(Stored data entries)
- Opening Delimiter -
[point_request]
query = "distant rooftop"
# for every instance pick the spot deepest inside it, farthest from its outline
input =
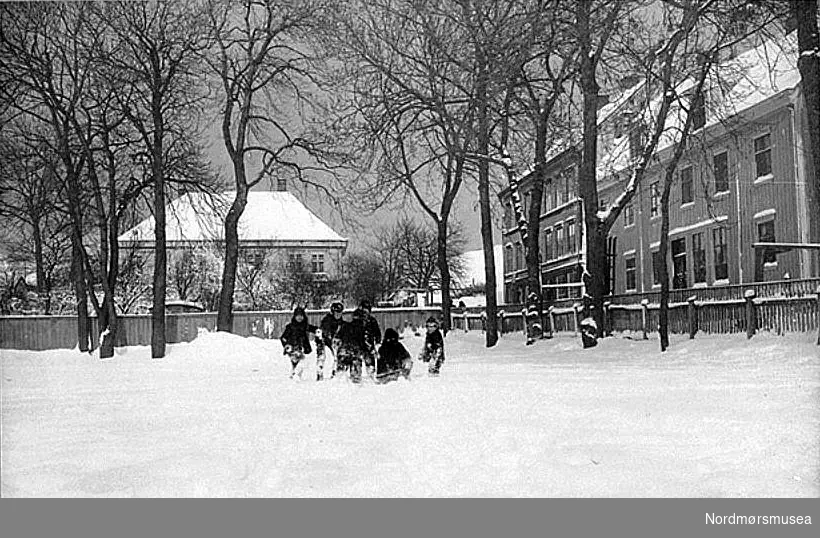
(277, 217)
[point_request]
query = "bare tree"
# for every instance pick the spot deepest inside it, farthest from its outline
(157, 57)
(264, 66)
(805, 13)
(43, 50)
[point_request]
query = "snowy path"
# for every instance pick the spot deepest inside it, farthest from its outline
(714, 417)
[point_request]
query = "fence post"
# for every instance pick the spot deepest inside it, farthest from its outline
(575, 308)
(693, 317)
(644, 317)
(751, 319)
(818, 315)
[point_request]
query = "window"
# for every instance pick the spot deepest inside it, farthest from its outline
(636, 140)
(686, 187)
(699, 258)
(519, 256)
(656, 268)
(631, 280)
(698, 111)
(629, 214)
(720, 164)
(317, 263)
(569, 183)
(763, 155)
(765, 234)
(679, 263)
(571, 245)
(559, 240)
(548, 252)
(719, 244)
(655, 200)
(295, 260)
(548, 195)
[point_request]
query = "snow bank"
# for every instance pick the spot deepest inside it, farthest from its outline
(716, 416)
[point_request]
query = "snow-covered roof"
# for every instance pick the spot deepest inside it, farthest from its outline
(737, 84)
(268, 217)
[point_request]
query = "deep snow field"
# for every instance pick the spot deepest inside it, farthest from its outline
(718, 416)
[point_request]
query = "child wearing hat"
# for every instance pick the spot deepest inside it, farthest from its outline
(295, 340)
(433, 351)
(328, 328)
(394, 359)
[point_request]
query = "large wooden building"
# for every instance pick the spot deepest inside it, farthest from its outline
(742, 180)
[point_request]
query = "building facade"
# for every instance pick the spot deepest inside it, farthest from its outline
(742, 181)
(275, 227)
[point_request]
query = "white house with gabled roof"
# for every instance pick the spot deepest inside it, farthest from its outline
(274, 223)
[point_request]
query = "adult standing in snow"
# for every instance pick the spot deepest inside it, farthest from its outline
(433, 351)
(328, 328)
(373, 335)
(352, 347)
(296, 341)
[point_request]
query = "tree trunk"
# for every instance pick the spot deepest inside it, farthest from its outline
(224, 318)
(808, 63)
(483, 148)
(596, 243)
(38, 256)
(663, 250)
(160, 257)
(81, 293)
(444, 270)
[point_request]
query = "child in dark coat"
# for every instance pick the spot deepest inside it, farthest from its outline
(328, 328)
(296, 340)
(433, 352)
(394, 360)
(352, 348)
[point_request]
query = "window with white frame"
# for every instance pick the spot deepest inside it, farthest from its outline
(317, 262)
(699, 258)
(765, 234)
(720, 165)
(630, 273)
(763, 155)
(654, 199)
(656, 267)
(570, 233)
(719, 250)
(548, 252)
(629, 214)
(687, 191)
(559, 240)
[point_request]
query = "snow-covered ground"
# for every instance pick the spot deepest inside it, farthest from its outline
(713, 417)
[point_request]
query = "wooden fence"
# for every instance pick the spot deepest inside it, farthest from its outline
(750, 314)
(699, 312)
(60, 332)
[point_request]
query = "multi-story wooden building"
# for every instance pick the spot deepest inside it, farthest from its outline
(742, 181)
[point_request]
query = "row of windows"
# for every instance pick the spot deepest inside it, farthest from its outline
(697, 250)
(295, 259)
(720, 172)
(557, 241)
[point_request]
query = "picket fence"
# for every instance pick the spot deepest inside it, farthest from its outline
(60, 332)
(791, 312)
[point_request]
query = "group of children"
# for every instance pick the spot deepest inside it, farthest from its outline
(357, 343)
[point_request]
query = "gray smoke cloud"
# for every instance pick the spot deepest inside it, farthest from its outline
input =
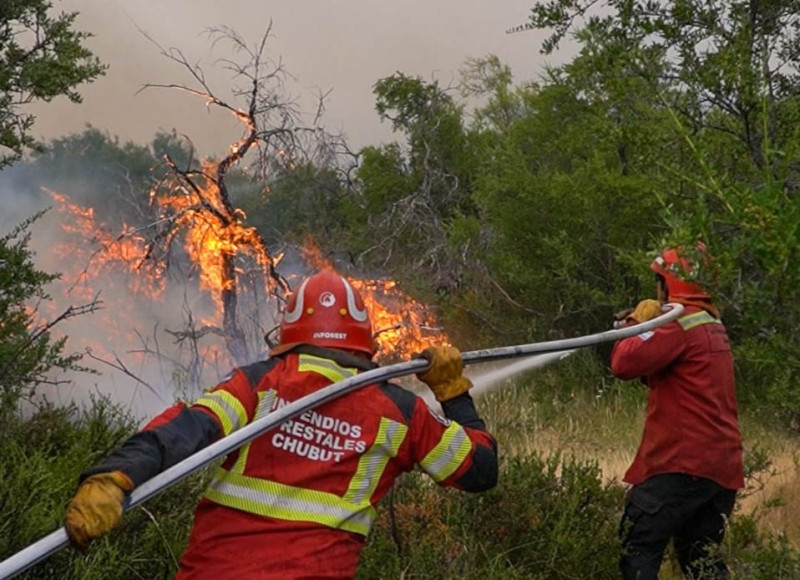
(344, 47)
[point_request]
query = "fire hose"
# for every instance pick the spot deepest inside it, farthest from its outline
(54, 541)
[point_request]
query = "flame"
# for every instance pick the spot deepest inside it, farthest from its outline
(141, 299)
(401, 325)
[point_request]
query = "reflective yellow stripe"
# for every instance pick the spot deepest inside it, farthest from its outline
(265, 402)
(326, 368)
(371, 465)
(227, 408)
(271, 499)
(449, 454)
(696, 319)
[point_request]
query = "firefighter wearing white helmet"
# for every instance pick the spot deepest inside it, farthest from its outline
(299, 500)
(688, 467)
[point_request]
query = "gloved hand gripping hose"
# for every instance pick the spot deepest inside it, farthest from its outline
(56, 540)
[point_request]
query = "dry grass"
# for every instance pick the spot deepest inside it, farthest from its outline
(605, 426)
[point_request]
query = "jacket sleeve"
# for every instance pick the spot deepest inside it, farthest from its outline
(455, 450)
(647, 353)
(181, 431)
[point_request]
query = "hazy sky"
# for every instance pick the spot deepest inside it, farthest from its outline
(339, 45)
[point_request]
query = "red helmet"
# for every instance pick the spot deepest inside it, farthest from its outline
(326, 311)
(675, 269)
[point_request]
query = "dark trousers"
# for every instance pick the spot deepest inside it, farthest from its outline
(691, 511)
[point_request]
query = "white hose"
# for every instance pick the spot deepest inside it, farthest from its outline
(54, 541)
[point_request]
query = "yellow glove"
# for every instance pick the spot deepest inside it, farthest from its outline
(645, 310)
(444, 374)
(96, 508)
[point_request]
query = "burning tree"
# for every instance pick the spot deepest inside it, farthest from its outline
(194, 203)
(192, 230)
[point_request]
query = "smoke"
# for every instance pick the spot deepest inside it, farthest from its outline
(129, 341)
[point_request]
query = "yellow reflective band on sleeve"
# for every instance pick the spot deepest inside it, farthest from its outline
(326, 368)
(449, 453)
(371, 465)
(697, 319)
(275, 500)
(228, 409)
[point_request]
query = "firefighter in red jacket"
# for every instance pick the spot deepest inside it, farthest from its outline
(689, 464)
(299, 501)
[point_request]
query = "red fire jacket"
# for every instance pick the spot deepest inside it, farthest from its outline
(299, 501)
(691, 425)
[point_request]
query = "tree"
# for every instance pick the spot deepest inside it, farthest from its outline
(27, 351)
(41, 57)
- Closing Delimiter -
-- WHAT YOU HAVE TO DO --
Would you output all of the entries above exactly, keeping the pictures out?

-- RESULT OF THE TASK --
[point_request]
query = "distant rooftop"
# for every instance pick the spot deepest inside it, farthest from its outline
input =
(277, 217)
[point_request]
query = "bare tree"
# for every instance pick the spot deepest inside it, farthest from its outline
(157, 57)
(264, 66)
(805, 13)
(43, 50)
[point_request]
query = "snowy path"
# for every instance pick the spot deepest inside it, farthest from its outline
(714, 417)
[point_request]
query = "fence post"
# for every instance pick the spot deepest inside it, farthest from its outline
(575, 308)
(693, 317)
(644, 317)
(751, 319)
(818, 315)
[point_request]
query = "window"
# for every instance pick the spot deepest inside it, farthest from its outline
(636, 140)
(686, 187)
(699, 258)
(519, 256)
(656, 268)
(631, 280)
(698, 111)
(629, 214)
(720, 164)
(317, 263)
(569, 183)
(763, 155)
(765, 234)
(679, 263)
(571, 245)
(559, 240)
(548, 252)
(719, 244)
(655, 200)
(295, 260)
(548, 195)
[point_request]
query = "snow bank"
# for every instance pick the spot deepest inside it, farthest from its outline
(716, 416)
[point_request]
query = "snow-covered roof"
# for every instance pick the spot deepest inside it, farthest from its outline
(737, 84)
(268, 217)
[point_request]
query = "deep snow field"
# for every instance pick the spot deepest inside it, farthest from its outline
(718, 416)
[point_request]
query = "child wearing hat"
# for every instance pick the spot deepest inside it, farthest from its outline
(295, 340)
(433, 351)
(328, 328)
(394, 359)
[point_request]
query = "large wooden building"
# for every instance pick the spot deepest inside it, farthest from its outline
(742, 180)
[point_request]
query = "building facade"
# for every instance pick the spot deepest inside it, farthest from its outline
(742, 181)
(275, 227)
[point_request]
query = "white house with gabled roof"
# for every instance pick the spot deepest inside it, farthest from its outline
(274, 223)
[point_request]
query = "adult standing in snow"
# for every instance pick the spot deepest inside it, farthest from its outline
(433, 351)
(328, 328)
(373, 335)
(352, 347)
(296, 341)
[point_request]
query = "tree trunk"
# for every instance pick the spot deepest inside it, farthest from its outline
(224, 318)
(808, 63)
(483, 148)
(596, 243)
(38, 256)
(663, 250)
(160, 257)
(81, 293)
(444, 270)
[point_request]
query = "child in dark coat"
# for every instance pick the spot deepest inside it, farthest from its outline
(328, 328)
(296, 340)
(433, 352)
(394, 360)
(352, 348)
[point_request]
query = "window with white frame"
# for every instance pick the spot deepest inside it, farthest from its outline
(317, 262)
(699, 258)
(765, 234)
(720, 165)
(630, 273)
(763, 155)
(654, 199)
(656, 267)
(570, 233)
(719, 250)
(548, 252)
(629, 214)
(687, 191)
(559, 240)
[point_request]
query = "snow-covered ground"
# for every instance pick the spot deepest inside it, farthest from its outline
(713, 417)
[point_request]
query = "wooden fence"
# for every instance pick the spot deepest inside it, farthest from its outline
(750, 314)
(699, 312)
(60, 332)
[point_request]
query = "multi-story wooden building"
# for every instance pick the spot deepest inside it, farthest from its outline
(742, 181)
[point_request]
query = "row of windows"
# for every instance pick the spot deepest inside it, farthest from its outline
(697, 250)
(295, 259)
(720, 172)
(557, 241)
[point_request]
query = "picket fence"
# for every instance pick the spot deepest inside it, farthest from its outline
(60, 332)
(791, 312)
[point_request]
query = "group of children"
# for every instance pick the spot deepest inside it, farthest from its outline
(357, 343)
[point_request]
query = "gray smoke cloud"
# for every instance pick the spot deepest inside it, farthest from its outline
input =
(344, 47)
[point_request]
query = "fire hose"
# for every instance pick the spot deepest inside it, farthest from its outline
(54, 541)
[point_request]
query = "flame"
# for every instance pick the spot deepest inside it, farthest from its outline
(141, 299)
(401, 325)
[point_request]
query = "reflective yellow stripe"
# for every instance pick the spot deepest inside it, farthest from its outline
(265, 402)
(326, 368)
(371, 465)
(227, 408)
(271, 499)
(449, 454)
(696, 319)
[point_request]
query = "firefighter wearing white helmet"
# for every instance pick the spot deepest inside it, farthest from its outline
(299, 500)
(688, 467)
[point_request]
query = "gloved hand gripping hose"
# for every instance pick the spot deepest inside it, farthest from its outline
(56, 540)
[point_request]
query = "dry grass"
# for every instance pick the spot deepest inside it, farthest from its outline
(605, 426)
[point_request]
query = "jacket sleeve"
# for every instance pick the spot deepest inside it, farthest from its outline
(455, 450)
(647, 353)
(181, 431)
[point_request]
query = "hazy sky"
# for every instance pick the spot deepest inside it, farthest from its outline
(339, 45)
[point_request]
query = "red helmet"
# for every instance pick the spot deepest inside it, farthest from its outline
(326, 311)
(675, 269)
[point_request]
query = "dark trousers"
# for every instance pick the spot deepest inside it, farthest from its outline
(691, 511)
[point_request]
query = "white hose"
# for every instance pick the spot deepest inside it, farthest from its outline
(54, 541)
[point_request]
query = "yellow glove"
# for every instance pick the spot deepest inside it, farthest from its outline
(645, 310)
(444, 374)
(96, 508)
[point_request]
query = "burning tree"
# for every instance pick the spot deepest inside it, farthest from its outline
(194, 203)
(192, 230)
[point_request]
query = "smoke"
# for every instance pick the spot deepest inside it, farthest from its outline
(129, 341)
[point_request]
query = "yellow reflective band on sleeve"
# for every instance pick the spot deepest inside it, farthest from its outline
(326, 368)
(449, 453)
(371, 465)
(697, 319)
(275, 500)
(228, 409)
[point_request]
query = "firefighter in red jacket"
# for every instance pick the spot deepest inside it, farthest from its outline
(689, 464)
(299, 501)
[point_request]
query = "red fire jacket"
# for every instance pick the spot deepest inside it, farthest from its outline
(299, 501)
(691, 425)
[point_request]
query = "tree"
# for every instance pick the spot deepest inside it, farthest from its outline
(27, 351)
(41, 57)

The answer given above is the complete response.